Can you copy out the data exactly? Leave the images out.
[Available records]
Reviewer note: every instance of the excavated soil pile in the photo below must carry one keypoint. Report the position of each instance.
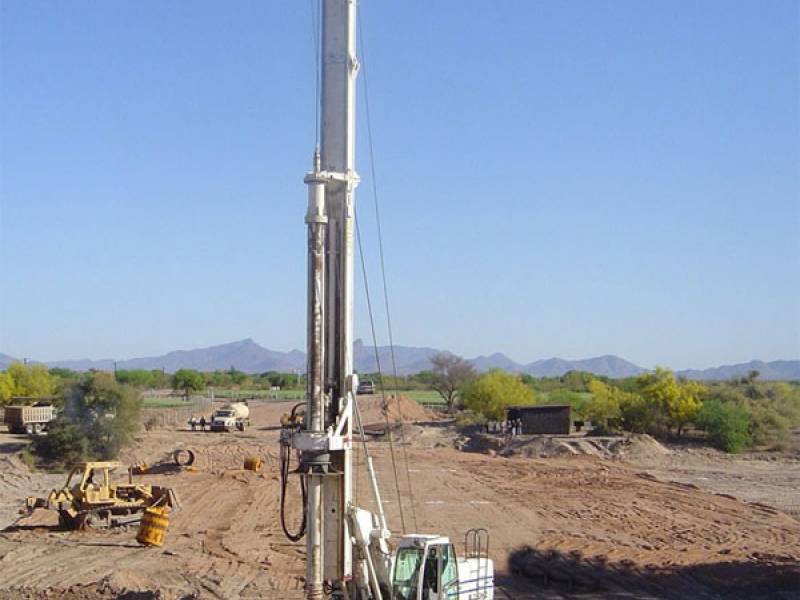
(405, 409)
(638, 446)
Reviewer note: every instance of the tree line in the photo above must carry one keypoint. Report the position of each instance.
(734, 415)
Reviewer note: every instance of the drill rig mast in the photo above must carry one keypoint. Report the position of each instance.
(347, 547)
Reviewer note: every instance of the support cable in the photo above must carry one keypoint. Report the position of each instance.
(315, 33)
(380, 373)
(383, 267)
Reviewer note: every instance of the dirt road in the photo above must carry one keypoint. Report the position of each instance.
(595, 528)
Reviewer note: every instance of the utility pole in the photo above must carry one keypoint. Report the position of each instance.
(326, 441)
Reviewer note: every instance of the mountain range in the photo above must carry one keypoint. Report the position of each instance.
(250, 357)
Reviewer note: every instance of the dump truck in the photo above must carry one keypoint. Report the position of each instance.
(90, 499)
(29, 419)
(233, 415)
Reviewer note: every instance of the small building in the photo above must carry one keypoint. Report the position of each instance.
(542, 419)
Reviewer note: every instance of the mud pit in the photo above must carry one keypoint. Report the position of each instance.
(596, 528)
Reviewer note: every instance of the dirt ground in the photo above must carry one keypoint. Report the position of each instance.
(577, 526)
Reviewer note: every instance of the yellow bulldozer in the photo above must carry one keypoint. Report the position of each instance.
(90, 499)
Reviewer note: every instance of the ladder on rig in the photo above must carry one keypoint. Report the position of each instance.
(476, 546)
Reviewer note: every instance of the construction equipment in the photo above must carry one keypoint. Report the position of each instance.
(32, 420)
(90, 499)
(347, 549)
(233, 415)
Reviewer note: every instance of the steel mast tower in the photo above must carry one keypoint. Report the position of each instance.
(326, 440)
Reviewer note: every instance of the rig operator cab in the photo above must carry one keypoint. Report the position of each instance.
(426, 568)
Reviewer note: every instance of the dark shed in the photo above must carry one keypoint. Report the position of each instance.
(542, 419)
[/Available records]
> Exercise answer:
Reviewer note: every instance of the excavated soil pile in the photo below must carry one keypoint. Report the position of each instance.
(405, 409)
(638, 446)
Reviewer note: every instance of the tree line in the photo above must carry one keypoint. Report the position of each instance.
(734, 415)
Reviewer note: every instance of the drill rig mast in the photo above must carry one keypoint. Report the position of each instance.
(347, 547)
Reviewer note: every instance of the support cable in the photo above must carry one keypoint. Report the position of each instance.
(315, 33)
(380, 373)
(383, 267)
Reviewer note: every instance of the dirt road in the photo above must carry one keypoint. Report the position of each instance.
(595, 528)
Reviewer note: every instance of the utility pole in the photo above must carry one keypoint. Report the position of each instance.
(326, 441)
Reviewer note: every instance of the mountain range in the photo above must carry one keypoint. Report the position of each instance.
(250, 357)
Reviewer note: every instance of the dump truck in the photo above must carry one keypoint. Report the position of each instance.
(90, 499)
(29, 419)
(233, 415)
Reviewer note: every instance of the small building in the photo above must carry one keypoint. Report the position of each instance.
(542, 419)
Reviewer note: every instance of the mud pit in the photo above must carry one keypoint. Report the position of each instance.
(596, 528)
Reviewer note: every instance of the dirt ground in the photo above must carry one keypoint. Report the position of each instance.
(577, 526)
Reviewer note: every instance of the yellow bulldozer in the photo above must carry one keypoint. Report the position of each instance.
(90, 499)
Reviewer note: every instance of the ladder on rig in the photo above must carry one keypoint. Report the position of each instance.
(476, 546)
Reviewer note: every instance of the construction equipment in the photo above must carry one keypoint. Report the position of each instance.
(32, 420)
(90, 499)
(347, 549)
(233, 415)
Reviewer note: every instance of the steel mast tower in the photo above must carry one keypoint. Report the position of each instance.
(326, 440)
Reviewer note: every instance of the rig operator cab in the photo above must carry one keypoint. Report the position of each instance.
(426, 568)
Reviewer note: every instance of the dark shed in the photo above must carry one keypoint. Report the position of each instance.
(542, 419)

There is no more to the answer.